#### TEXT SECTION

Start

But beyond that, you know, like, you never really need it.
You could break it up into, like, a users and a users meta or a users addendum or a user supplement, whatever you wanna call it.
And then that way your your super hot columns, that table's really narrow, really narrow, really compact on the disk, easy for the database to touch the disk as few times as possible.
Aaron
00:30:45 – 00:31:11
The trade offs.
The trade offs are real.
In your really frustrating if you are used to treating the users as a singular god object, and now there's, like, a user supplement contains most of that, like, long tail of information.
That could be frustrating.
Not only that, you you gotta kinda keep them in sync.
Aaron
00:31:11 – 00:31:47
Like, that's more of a read example.
But when you're writing, if you have, like, this, you know, god object page where they can change every setting or whatever, you gotta know which of the settings or which of the attributes go to to which table, and that can that can be annoying too.
And so it is not, I it has trade offs.
I'm glad y'all keep asking about it because there are no there are no free lunches, especially when it comes to, like, working with databases.
But if if the trade off is worth it, it's worth considering, and I think you would know if this is worth worth looking into.

End

#### STATED TASK A
What names does the database transcript suggest for the second table when a users table is broken up?
#### STATED TASK B
Copy the records in the data listing below line for line, leaving out the pictures.

[Data listing]
Start

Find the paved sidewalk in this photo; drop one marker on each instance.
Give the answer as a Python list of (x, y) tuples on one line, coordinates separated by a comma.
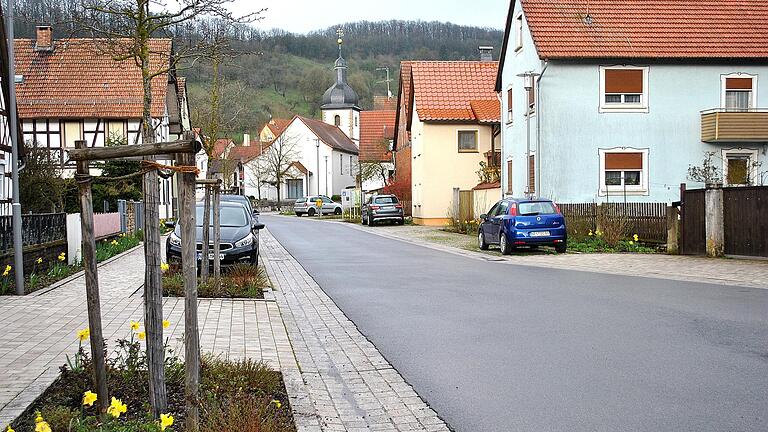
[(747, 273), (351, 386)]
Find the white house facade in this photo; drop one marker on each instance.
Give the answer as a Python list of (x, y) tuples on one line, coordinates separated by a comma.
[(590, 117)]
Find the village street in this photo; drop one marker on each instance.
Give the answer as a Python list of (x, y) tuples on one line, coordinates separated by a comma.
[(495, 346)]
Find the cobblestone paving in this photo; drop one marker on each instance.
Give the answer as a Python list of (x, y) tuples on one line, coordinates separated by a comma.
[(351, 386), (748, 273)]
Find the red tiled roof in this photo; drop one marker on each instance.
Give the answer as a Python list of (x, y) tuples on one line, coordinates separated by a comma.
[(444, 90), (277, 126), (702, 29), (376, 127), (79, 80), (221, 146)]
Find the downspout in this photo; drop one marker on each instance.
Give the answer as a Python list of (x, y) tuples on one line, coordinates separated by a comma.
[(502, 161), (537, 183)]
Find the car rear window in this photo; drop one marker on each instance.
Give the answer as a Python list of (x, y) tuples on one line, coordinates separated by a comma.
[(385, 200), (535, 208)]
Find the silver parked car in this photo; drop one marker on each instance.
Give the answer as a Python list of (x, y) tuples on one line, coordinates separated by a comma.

End

#### FULL OUTPUT A
A users meta, a users addendum, or a user supplement.

#### FULL OUTPUT B
Find the paved sidewalk in this photo; drop one marker on each instance.
Give the answer as a Python list of (x, y) tuples on one line, coordinates separated by a comma.
[(747, 273), (351, 386)]
Find the white house facade in this photo; drop one marker on each instance.
Give the answer as a Python list of (x, y) tuples on one line, coordinates separated by a comma.
[(590, 117)]
Find the village street in this photo; drop one marker on each instance.
Give the answer as a Python list of (x, y) tuples on one line, coordinates separated by a comma.
[(495, 346)]
Find the cobblestone paving in this photo; drop one marker on each instance.
Give the answer as a Python list of (x, y) tuples on one line, coordinates separated by a comma.
[(351, 386), (748, 273)]
Find the red tiled roof in this photo; drop one marker on each instance.
Give the answer as a Python list of (x, y) tuples on one line, coordinates separated by a comma.
[(444, 90), (277, 126), (702, 29), (376, 127), (79, 80), (221, 146)]
Find the downspout in this photo; drop one marker on each instance.
Give the answer as a Python list of (x, y) tuples on one line, coordinates separated by a comma.
[(502, 161), (537, 183)]
Find the car rear window in this photo; drop one marker on each instance.
Give the answer as a Python list of (x, y) tuples on one line, coordinates separated by a comma.
[(385, 200), (535, 208)]
Find the silver parked car in this photo; drop one marker on each instance.
Give the answer as a Python list of (x, y) tuples on one line, coordinates separated by a comma.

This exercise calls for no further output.